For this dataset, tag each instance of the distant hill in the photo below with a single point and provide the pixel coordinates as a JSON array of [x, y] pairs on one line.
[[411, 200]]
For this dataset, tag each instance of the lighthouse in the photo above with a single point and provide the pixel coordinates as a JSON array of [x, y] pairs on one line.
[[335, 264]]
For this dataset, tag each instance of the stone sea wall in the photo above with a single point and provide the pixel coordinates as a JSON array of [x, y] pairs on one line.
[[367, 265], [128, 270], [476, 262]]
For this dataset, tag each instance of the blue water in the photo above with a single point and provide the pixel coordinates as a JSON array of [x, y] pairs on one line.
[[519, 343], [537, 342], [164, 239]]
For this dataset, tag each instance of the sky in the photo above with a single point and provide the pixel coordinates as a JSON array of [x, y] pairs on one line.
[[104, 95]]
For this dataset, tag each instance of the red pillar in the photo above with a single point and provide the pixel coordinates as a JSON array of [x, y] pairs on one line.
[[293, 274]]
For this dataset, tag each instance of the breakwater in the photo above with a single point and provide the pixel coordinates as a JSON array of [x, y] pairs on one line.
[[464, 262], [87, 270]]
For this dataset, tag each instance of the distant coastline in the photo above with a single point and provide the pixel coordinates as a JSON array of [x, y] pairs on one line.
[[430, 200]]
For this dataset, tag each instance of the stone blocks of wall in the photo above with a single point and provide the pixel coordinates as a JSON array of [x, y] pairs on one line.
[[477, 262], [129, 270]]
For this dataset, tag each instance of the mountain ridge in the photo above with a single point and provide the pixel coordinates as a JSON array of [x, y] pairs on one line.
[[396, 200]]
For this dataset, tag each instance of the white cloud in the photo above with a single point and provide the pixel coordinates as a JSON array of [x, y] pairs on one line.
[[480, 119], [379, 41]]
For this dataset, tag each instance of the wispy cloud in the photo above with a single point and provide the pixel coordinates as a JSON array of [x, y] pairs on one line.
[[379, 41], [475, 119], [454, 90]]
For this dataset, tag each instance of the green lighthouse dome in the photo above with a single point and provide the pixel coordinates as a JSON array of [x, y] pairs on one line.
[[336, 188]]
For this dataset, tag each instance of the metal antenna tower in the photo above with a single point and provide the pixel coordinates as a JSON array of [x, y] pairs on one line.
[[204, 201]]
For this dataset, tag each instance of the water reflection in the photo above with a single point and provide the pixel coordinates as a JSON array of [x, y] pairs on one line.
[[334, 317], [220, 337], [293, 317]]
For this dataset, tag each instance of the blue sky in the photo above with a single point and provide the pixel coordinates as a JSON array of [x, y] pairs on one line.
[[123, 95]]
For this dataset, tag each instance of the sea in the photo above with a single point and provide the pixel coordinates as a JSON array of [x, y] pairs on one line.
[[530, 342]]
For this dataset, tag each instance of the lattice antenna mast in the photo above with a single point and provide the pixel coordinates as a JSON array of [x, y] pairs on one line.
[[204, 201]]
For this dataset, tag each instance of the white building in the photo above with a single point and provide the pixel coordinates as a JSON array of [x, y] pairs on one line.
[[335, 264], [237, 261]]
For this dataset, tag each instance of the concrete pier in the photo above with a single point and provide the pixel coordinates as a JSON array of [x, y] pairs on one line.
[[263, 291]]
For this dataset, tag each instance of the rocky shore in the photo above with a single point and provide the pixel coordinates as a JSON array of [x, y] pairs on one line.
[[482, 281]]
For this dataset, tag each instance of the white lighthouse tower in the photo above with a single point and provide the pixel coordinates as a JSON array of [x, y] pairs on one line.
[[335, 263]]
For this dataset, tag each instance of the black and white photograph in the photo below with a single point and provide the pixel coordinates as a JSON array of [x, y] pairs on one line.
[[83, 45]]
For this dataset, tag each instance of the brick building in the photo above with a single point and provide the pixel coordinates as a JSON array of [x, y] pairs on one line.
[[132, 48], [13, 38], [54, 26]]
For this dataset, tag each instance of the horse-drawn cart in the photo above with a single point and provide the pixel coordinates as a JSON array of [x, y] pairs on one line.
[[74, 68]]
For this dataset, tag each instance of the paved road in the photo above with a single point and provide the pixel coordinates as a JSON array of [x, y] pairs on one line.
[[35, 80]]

= = = = = = =

### TASK GOAL
Write out every line above word for word, with nothing changed.

### WRITTEN REPLY
For this dataset, tag each instance of the distant hill in the photo below with a single point and provide the pixel coordinates as a JSON array of [x, y] pairs on one line.
[[411, 200]]
For this dataset, tag each instance of the lighthouse in the photo above with a single point and provide the pixel coordinates as a JSON array of [x, y] pairs on one line.
[[335, 264]]
For this dataset, tag each instance of the stone sea wall in the photo above with a single point and provide the pixel coordinates as a JSON array of [x, y] pairs on one line.
[[367, 265], [128, 270], [476, 262]]
For this dataset, tag each instance of the blue water in the photo above with a single point and provide the pixel coordinates as a JSON array of [x, y] pairs on one line.
[[519, 343], [537, 342], [164, 239]]
For this dataset, tag each instance of the sky in the photo above with a single point and provide the pixel coordinates as a JSON array of [x, y] pairs on one line.
[[104, 95]]
For this dataset, tag each instance of the red pillar in the photo above with a single point and provide the pixel coordinates as a JSON array of [x, y] pairs on one line.
[[293, 274]]
For this dataset, tag each instance of the breakwater in the photo above with a single point and provide the pixel coordinates as a JSON array of [x, y] pairs on one line.
[[464, 262], [87, 270]]
For this dataset, tag each instance of the distant coastline in the photo above with a single point and provide the pixel coordinates as a JSON array of [x, y] pairs on one line.
[[430, 200]]
For this dataset, tag each instance of the stone blocks of wall in the photo above with a single point and provide the pixel coordinates as a JSON array of [x, y] pairs on one line.
[[477, 262], [129, 270]]
For this dataset, tag each instance of the mountain ridge in the photo above with a single point and provide the pixel coordinates as a JSON array of [x, y] pairs on one line.
[[396, 200]]
For this dataset, tag each instance of the white cloud in the photo above with a single point and provide the pixel coordinates as a JSON array of [x, y] pairs on one line.
[[480, 119], [379, 41]]
For this dataset, tag each instance of the wispy cloud in the photo above with a single point and provide the pixel coordinates as a JSON array of [x, y] pairs on one line.
[[379, 41], [475, 119], [454, 90]]
For this dataset, tag each instance of the green lighthouse dome in the photo above with a single point and provide the pixel coordinates as a JSON array of [x, y] pairs on one line.
[[336, 188]]
For this dataset, tag each instance of the metal antenna tower in the photo above with a single point and provide the pixel coordinates as a JSON array of [x, y] pairs on one line.
[[204, 201]]
For this dataset, tag each instance of the water reflection in the photo above with a single point and provide the pixel coordinates as a JSON array of [x, y] pairs on one line.
[[334, 317], [220, 337], [293, 317]]
For this dataset, tag each instance of the blue sky in the photo above with a single point and provide the pixel coordinates as a JSON array of [x, y] pairs on one line.
[[123, 95]]
For this dataset, tag each instance of the sea in the photo above with a single point and provide the pixel coordinates as a JSON array of [x, y] pairs on one line.
[[530, 342]]
For this dataset, tag each instance of the lattice antenna mast in the photo above with a single point and provide the pixel coordinates as a JSON array of [x, y] pairs on one line.
[[204, 201]]
For this dataset, tag each instance of the white building in the photo above with a single point and provide the pixel coordinates as a JSON array of [x, y] pairs on one line.
[[335, 264], [237, 261]]
For this dataset, tag each instance of the concrete pier in the photo above with a single point and provide the pixel coordinates as a JSON array of [x, y] pairs on one line.
[[263, 291]]
For this dataset, tag each instance of the rocky shore in the photo above with a single point and provide the pixel coordinates as a JSON array of [x, y] pairs on one line.
[[482, 281]]
For this dataset, tag each instance of the white lighthouse tower in the photo above with a single point and provide the pixel coordinates as a JSON array of [x, y] pairs on one line.
[[335, 263]]
For this dataset, tag each instance of the black and white photograph in the photo below with a single point and provide the pixel coordinates as a JSON array of [x, y] pairs on one line.
[[83, 45]]
For this dataset, tag each instance of the brick building in the photo above with a single point and provide the pixel coordinates as a JSON array of [x, y] pairs on one line.
[[132, 48], [13, 38], [54, 26]]
For this dataset, tag each instance of the horse-drawn cart in the photo above with a single point and provide the pixel coordinates as a JSON array of [x, y] pairs on one line.
[[74, 68]]
For this dataset, tag each instance of the paved road in the photo above with a single point and provide the pixel coordinates as a JSON array of [x, y] pairs on one line.
[[35, 80]]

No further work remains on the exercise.